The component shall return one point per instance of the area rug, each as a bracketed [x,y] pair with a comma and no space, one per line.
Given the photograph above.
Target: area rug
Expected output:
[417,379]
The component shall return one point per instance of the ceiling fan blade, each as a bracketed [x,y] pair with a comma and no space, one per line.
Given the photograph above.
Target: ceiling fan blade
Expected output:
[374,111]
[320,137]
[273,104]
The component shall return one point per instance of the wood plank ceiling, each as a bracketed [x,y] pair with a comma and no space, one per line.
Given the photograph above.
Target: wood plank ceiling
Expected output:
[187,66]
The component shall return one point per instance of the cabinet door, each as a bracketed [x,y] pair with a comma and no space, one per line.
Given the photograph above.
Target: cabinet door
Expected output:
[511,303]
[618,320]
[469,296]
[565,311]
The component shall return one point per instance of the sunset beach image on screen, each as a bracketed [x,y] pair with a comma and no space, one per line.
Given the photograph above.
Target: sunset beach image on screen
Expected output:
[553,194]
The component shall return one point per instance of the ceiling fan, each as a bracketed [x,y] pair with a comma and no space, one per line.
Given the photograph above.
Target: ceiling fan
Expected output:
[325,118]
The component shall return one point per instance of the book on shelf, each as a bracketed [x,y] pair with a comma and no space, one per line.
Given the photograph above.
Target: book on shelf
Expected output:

------------

The request: Copy each line exactly, from the line containing "fan blade, each" down to the last line of the material, and no other lines.

Response for this exercise:
The component shall return one point per instance of the ceiling fan blade, each as a bracketed [x,y] pair with a comma and no space, one per line.
Given the photograph above.
Target: ceiling fan blade
Expected output:
[374,111]
[320,137]
[273,104]
The component shall return one point per instance of the wood plank ceiling, each as a bracketed [x,y] pair with a comma and no space, one per line.
Given the photograph above.
Target: wood plank ceiling
Expected output:
[187,66]
The component shall return one point per instance of the cabinet door, each as a bracketed [x,y] pair with a comma and no space, one per line.
Given the photograph above.
Target: cabinet door
Expected output:
[511,303]
[618,320]
[469,296]
[565,311]
The component shall return one point per instance of the sunset beach image on screen, each as a bracketed [x,y] pair with a comma and no space, one per line.
Given the photograph above.
Target: sunset beach image on screen
Expected output:
[553,194]
The component shall return one point per instance of the ceiling fan, each as a bracketed [x,y] pair with a comma and no space, one per line.
Given the photograph above.
Target: ceiling fan
Expected output:
[325,118]
The component shall return one point per instance of the book on shelf, each as a bracketed [x,y] pair with a comma and no space, one per line.
Given the photograph above.
Target: book on shelf
Expected output:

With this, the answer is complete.